BAGIAN DOKUMEN
======

Hasil penelitian tentang penggunaan larutan H2SO4 untuk pematahan dormansi kulit dapat
digambarkan pada Jati (Tectona grandis Linn. F.). Penelitian Rinto Hidayat
(2005) tentang pematahan dormansi Jati dengan perendaman dalam larutan
Accu Zurr 10% selama 0, 5, 6, 7, 8, dan 9 menit. Perendaman dalam larutan
Accu Zurr selama 9 menit memberikan pengaruh yang sangat nyata
terhadap daya kecambah, nilai perkecamahan, dan kecepatan tumbuh benih
jati.
2.3 Perendaman dengan KNO3
Potassium Nitrat (KNO3) merupakan salah satu perangsang perkecambahan yang
sering digunakan. KNO3 digunakan baik dalam hubungannya dengan
pengujian (ISTA 1996 diacu dalam Schmidth 2002) dan dalam operasional
perbanyakan tanaman. Menurut Hartmann et al. (1997) diacu dalam
Schmidth (2002), peran fisiologis dari KNO3 tidak jelas. KNO3 mempunyai pengaruh yang kuat terhadap persentase
perkecambahan dan
vigor pada perlakuan pendahuluan asam benih Acacia nilotica (Palani Te al. 1995 diacu dalam Schmidth 2002). Pada konsentrasi 1%
perkecambahan meningkat
dari 37% (kontrol) menjadi 79% dan pada konsentrasi 2% meningkat menjadi 85%.
Pada Casuariana equiaetifolia perkecambahan meningkat dari 46% dalam
kontrol menjadi 65% setelah perendaman dalam
1,5% KNO3 selama 36 jam. Pada percobaan ini, konsentrasi tertinggi dan terendah dan lamanya
waktu perendaman yang sangat singkat
memperlihatkan perkecambahan yang sangat rendah
(Maideen et al. 1990
diacu dalam Schmidth 2002).
2.4 Perendaman dengan air dari hasil fermentasi rebung
Rebung adalah tunas muda dari tanaman bambu yang tumbuh dari akar tanaman bambu. Bambu yang
mempunyai nama lain seperti Buluh, Aur,
atau Eru merupakan tanaman famili Poaceae jenis rumput-rumputan yang mempunyai batang
berongga dan beruas-ruas yang memiliki banyak jenis dan memberikan
manfaat pada penduduk di Indonesia maupun di Asia.

======

(Butir dari kumpulan data)
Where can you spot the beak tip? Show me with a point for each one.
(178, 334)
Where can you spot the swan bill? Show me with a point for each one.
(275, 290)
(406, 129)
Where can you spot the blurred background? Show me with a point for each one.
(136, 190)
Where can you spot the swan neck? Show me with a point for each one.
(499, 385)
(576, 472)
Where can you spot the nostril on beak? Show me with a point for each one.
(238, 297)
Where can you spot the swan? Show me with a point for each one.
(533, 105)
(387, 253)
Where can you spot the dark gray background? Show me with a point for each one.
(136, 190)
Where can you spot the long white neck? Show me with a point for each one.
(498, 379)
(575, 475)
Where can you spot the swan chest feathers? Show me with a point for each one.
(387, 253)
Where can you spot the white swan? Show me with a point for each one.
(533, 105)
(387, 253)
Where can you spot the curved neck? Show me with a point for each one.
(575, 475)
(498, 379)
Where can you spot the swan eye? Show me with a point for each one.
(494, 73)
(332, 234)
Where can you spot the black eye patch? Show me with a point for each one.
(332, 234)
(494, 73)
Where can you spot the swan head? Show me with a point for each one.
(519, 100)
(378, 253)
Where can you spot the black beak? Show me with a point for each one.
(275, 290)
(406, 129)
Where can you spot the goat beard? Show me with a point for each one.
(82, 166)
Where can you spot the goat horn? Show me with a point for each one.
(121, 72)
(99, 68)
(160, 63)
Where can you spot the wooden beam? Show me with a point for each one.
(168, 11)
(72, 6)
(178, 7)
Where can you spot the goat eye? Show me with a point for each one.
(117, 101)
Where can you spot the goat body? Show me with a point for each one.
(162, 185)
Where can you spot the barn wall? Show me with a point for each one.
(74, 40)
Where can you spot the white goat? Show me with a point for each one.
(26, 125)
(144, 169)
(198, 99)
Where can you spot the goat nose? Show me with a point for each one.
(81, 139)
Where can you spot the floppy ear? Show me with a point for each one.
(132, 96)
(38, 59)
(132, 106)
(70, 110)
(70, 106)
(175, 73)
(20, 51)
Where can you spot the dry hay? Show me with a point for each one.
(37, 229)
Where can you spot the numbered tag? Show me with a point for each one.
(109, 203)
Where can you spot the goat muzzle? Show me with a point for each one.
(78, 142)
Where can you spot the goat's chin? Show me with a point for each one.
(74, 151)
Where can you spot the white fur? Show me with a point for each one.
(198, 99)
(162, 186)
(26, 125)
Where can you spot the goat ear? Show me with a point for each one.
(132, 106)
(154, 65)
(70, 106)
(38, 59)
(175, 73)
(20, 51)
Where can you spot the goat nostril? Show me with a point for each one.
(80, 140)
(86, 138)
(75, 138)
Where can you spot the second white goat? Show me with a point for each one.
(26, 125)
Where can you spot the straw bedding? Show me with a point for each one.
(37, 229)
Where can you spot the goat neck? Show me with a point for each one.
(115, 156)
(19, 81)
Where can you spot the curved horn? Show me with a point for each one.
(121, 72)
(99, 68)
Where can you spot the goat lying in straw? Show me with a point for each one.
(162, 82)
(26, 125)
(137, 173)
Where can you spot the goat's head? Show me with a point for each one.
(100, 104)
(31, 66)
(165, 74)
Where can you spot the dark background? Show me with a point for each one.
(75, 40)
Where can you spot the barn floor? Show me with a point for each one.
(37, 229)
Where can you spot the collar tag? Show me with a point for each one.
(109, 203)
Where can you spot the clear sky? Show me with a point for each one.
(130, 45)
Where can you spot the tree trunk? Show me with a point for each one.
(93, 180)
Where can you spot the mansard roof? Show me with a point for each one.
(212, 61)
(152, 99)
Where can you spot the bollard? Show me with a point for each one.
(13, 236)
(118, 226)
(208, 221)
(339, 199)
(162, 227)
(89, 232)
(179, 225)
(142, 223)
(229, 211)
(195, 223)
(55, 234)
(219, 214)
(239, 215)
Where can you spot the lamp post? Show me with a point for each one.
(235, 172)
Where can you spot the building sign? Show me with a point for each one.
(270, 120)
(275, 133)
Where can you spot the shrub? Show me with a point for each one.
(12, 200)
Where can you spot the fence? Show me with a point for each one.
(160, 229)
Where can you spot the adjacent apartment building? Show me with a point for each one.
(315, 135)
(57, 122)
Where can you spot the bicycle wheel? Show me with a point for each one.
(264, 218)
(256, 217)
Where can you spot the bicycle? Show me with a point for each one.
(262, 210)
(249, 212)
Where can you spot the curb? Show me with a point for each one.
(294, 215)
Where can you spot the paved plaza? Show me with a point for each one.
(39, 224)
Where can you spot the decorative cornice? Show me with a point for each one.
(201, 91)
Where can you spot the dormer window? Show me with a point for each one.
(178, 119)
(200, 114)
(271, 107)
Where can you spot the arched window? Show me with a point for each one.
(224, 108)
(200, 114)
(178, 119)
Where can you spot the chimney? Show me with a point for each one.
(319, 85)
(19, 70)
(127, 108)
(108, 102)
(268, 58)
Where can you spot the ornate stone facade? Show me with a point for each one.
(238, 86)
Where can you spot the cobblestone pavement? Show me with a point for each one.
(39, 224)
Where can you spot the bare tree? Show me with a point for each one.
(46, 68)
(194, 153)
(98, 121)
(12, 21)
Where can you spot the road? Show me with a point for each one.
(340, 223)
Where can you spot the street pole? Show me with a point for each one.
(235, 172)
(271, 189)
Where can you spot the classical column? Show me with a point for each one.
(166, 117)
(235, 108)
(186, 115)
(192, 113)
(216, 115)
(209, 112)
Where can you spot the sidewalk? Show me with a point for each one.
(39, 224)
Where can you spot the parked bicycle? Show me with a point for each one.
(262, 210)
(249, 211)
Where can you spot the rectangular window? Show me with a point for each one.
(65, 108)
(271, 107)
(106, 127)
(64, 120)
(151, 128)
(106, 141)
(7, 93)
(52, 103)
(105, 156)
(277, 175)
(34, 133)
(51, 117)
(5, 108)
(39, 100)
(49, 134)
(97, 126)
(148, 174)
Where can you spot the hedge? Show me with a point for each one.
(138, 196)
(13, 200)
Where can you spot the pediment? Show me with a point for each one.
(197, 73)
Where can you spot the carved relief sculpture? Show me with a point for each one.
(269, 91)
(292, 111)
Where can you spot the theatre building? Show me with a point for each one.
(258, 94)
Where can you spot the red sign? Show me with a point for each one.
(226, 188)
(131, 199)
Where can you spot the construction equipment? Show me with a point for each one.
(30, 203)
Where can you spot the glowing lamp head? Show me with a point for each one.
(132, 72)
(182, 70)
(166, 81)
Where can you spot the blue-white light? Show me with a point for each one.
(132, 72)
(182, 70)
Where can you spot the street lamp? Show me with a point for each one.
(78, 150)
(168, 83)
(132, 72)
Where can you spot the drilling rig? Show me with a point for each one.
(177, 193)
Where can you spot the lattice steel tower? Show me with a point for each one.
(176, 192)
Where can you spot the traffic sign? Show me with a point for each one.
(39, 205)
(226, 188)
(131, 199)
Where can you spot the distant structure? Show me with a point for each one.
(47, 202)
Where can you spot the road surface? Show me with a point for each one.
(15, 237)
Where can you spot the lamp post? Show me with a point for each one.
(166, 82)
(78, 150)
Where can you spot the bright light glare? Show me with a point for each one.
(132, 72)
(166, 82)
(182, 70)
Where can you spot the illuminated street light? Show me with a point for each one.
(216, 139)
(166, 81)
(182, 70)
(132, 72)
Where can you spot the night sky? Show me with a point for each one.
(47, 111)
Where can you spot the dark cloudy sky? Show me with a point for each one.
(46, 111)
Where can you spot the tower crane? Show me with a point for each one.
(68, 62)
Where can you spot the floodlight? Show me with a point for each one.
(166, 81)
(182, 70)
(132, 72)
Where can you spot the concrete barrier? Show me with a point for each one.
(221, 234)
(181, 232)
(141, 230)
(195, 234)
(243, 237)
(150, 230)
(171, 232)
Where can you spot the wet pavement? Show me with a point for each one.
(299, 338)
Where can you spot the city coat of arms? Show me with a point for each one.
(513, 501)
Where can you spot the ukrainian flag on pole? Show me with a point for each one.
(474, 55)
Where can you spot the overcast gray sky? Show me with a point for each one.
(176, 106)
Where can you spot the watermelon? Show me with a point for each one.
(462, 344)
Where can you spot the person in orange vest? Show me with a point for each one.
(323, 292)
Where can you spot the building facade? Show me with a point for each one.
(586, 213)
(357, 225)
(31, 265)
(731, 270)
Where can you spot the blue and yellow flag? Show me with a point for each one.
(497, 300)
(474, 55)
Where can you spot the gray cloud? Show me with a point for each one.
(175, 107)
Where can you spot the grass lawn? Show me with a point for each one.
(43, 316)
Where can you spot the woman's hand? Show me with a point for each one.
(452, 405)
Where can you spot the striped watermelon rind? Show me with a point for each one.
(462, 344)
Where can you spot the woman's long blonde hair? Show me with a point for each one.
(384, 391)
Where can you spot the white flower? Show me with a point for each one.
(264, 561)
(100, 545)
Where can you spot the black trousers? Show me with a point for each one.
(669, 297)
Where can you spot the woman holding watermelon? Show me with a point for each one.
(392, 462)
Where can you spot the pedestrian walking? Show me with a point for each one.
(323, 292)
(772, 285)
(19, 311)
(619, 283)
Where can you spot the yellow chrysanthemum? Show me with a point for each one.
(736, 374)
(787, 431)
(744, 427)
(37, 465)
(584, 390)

======

TUGAS
Lanjutkan tulisan tentang perlakuan pematahan dormansi benih, mulai setelah kalimat terakhir yang ditampilkan.

JAWABAN TERTULIS
Selain itu saat ini Rebung sudah dapat diolah untuk berbagai bahan
makanan awetan.
Dengan teknologi telah berhasil membuat makanan olahan berbahan dasar Rebung salah
satunya Cuka Rebung. Rebung memiliki kandungan, Karbohidrat, Protein dan
12 Asam Amino Esensial yang sangat dibutuhkan oleh tubuh. Dengan
mengkonsumsi Rebung secara teratur merupakan satu tindakan preventif untuk
menghambat berbagai jenis penyakit termasuk
kanker (Anonim 2008).
Menurut Widjaja et al. (1994) komponen utama
Rebung mentah adalah
air yang dapat mencapai sekitar 91%. Selain itu Rebung mengandung protein, karbohidrat,
lemak, vitamin A, tiamin, riboflavin, asam askorbat, serta unsur-unsur
mineral seperti kalsium, fosfor, besi, dan kalium dalam jumlah yang kecil.
Beberapa jenis Rebung mengandung senyawa toksik sianida dalam bentuk
glukosida. Apabila senyawa ini bereaksi dengan air akan terbentuk sianida.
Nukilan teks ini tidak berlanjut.